The city is almost an island, jutting into the Persian Gulf, with land having been reclaimed from the sea to make way for a long seafront Corniche, lined with lush gardens and gushing fountains. It is a relatively young city, the area having been first settled by nomadic tribesmen in the mid-18th century; it remained little more than a fishing village until oil was discovered in the 1950s, and the financial and trading boom began.

Today the international airport and deep water port bring in visitors from around the world, most clutching credit cards and cash, set on spending as much as possible in the enticing shopping malls and buzzing souk (market). Limousines are a common sight in the congested streets, and restaurants offering the cuisine of many nations do a roaring trade, especially along the waterfront. Shopping fever is at its height during the annual Shopping Festival held in early March. Those taking a break from modern luxury can escape to the desert for a Bedouin feast under the stars, or a camel ride through the dunes.

WHAT IS REQUIRED: Which dates or periods of the calendar does the city description mention? List all of them.

[Saved entries]
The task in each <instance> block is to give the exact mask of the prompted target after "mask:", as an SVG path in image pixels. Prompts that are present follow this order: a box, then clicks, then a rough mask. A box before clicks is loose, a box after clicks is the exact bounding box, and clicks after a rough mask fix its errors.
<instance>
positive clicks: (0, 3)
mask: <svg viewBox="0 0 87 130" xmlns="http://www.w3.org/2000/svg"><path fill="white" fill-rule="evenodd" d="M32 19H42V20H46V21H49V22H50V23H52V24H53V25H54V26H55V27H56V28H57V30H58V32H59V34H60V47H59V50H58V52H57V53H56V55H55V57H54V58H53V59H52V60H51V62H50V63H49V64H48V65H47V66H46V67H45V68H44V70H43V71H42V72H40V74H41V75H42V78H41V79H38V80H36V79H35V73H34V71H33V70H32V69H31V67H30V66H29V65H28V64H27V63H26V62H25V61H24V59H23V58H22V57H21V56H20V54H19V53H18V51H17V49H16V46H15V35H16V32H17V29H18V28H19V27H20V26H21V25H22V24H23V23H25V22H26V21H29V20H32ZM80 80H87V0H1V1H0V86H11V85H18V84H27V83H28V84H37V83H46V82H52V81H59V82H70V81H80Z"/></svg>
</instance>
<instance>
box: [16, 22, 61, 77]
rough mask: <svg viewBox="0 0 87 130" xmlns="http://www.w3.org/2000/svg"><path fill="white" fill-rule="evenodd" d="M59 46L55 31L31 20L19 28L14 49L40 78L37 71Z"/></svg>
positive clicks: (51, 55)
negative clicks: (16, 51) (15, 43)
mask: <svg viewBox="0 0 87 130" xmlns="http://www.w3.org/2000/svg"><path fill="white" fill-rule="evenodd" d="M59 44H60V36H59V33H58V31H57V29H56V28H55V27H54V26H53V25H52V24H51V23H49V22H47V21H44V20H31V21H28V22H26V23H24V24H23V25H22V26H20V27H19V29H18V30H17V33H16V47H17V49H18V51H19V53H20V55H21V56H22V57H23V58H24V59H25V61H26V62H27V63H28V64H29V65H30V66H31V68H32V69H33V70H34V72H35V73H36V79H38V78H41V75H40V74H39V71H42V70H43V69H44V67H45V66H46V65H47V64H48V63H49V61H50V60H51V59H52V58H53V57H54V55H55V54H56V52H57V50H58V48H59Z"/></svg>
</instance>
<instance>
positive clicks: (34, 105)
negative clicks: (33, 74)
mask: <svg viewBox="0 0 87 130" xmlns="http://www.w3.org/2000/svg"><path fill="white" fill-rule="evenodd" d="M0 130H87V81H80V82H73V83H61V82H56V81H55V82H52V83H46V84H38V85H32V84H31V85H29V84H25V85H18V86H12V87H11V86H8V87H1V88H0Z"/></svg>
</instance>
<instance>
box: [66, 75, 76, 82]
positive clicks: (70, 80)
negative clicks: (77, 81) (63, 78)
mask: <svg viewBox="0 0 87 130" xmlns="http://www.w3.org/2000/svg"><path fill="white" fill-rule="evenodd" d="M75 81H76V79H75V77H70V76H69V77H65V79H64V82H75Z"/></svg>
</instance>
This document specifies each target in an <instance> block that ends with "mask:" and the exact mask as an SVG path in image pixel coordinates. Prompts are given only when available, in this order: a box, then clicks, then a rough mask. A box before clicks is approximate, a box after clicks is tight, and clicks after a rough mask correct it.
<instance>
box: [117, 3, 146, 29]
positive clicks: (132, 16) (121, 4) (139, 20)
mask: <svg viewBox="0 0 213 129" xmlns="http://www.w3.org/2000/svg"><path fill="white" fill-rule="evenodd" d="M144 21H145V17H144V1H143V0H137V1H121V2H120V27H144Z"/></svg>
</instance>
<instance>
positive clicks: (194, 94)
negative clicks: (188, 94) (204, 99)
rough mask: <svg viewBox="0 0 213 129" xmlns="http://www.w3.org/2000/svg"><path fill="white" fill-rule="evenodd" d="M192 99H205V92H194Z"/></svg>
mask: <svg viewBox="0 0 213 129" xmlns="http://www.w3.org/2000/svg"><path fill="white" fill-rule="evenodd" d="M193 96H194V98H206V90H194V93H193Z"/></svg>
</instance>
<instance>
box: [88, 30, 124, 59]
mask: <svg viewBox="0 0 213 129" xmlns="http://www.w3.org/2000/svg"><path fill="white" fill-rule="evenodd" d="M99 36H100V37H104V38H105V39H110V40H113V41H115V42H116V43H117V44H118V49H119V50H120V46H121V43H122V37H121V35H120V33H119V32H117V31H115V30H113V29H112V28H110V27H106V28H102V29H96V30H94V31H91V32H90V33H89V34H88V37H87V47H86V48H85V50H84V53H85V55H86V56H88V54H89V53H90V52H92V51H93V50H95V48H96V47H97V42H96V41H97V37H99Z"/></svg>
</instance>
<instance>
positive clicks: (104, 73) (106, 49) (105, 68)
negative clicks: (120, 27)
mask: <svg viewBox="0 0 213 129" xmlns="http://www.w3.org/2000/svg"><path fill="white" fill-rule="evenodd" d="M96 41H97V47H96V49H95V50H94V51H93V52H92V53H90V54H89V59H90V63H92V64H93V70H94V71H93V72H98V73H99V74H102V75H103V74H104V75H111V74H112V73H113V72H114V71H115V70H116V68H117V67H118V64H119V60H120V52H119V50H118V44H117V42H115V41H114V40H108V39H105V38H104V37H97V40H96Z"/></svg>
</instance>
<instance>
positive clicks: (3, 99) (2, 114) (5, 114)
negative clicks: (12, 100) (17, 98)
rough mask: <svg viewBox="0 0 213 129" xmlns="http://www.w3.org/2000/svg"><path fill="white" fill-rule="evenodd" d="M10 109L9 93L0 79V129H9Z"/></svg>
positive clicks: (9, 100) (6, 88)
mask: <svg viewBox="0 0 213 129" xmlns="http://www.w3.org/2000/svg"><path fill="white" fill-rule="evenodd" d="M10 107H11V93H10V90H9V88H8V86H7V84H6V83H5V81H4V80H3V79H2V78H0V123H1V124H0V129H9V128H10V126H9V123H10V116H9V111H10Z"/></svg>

WRITTEN ANSWER:
- the mid-18th century
- the 1950s
- early March